DIRECTIONS FOR THIS TASK = Rewrite the part that opens with the line containing "Above is an image. Your task is to detect grassy" and closes with the line containing "[886,223,1024,287]", changing "grassy slope" to "hillside" and keeping everything else the same. Return only those lines.

(A run of entries)
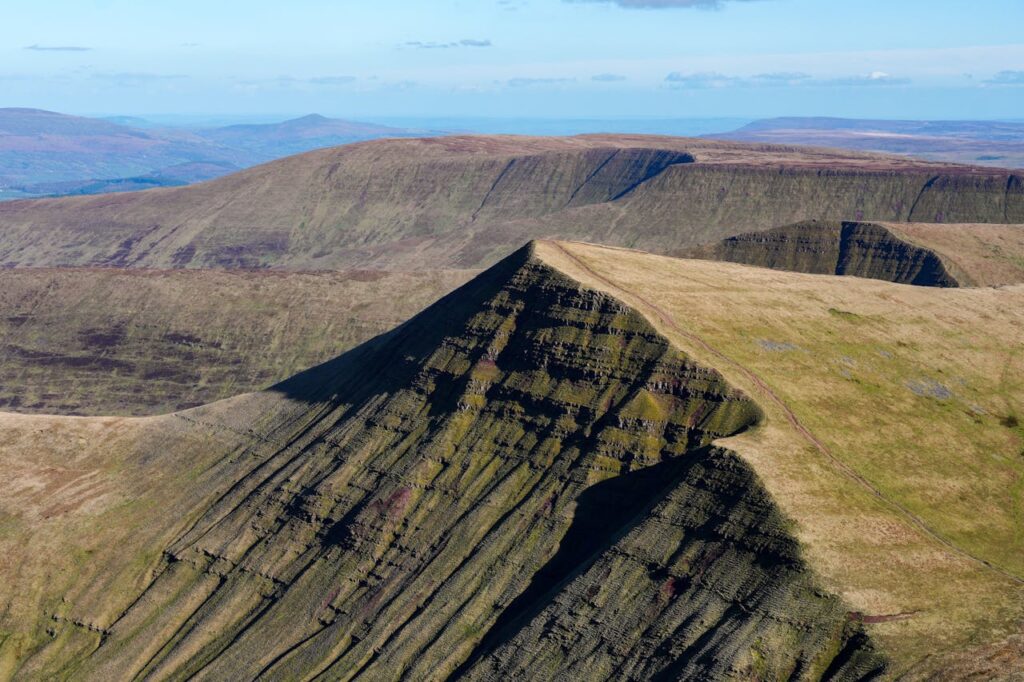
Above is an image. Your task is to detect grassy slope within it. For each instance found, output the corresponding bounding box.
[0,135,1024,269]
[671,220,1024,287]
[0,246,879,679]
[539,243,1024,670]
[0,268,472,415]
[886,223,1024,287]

---

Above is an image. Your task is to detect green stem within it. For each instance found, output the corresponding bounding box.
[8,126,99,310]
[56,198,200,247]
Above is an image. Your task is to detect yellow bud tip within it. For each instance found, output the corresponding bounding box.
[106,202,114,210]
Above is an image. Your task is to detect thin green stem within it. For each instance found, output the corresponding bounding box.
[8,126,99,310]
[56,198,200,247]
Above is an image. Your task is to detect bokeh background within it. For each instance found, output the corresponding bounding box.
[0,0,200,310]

FULL ANSWER =
Above is an image. Your task is to detect hillside within it. For each instance found, output the corresponding bounding box.
[0,135,1024,269]
[671,220,1024,287]
[0,246,879,679]
[539,243,1024,670]
[0,268,472,415]
[886,223,1024,287]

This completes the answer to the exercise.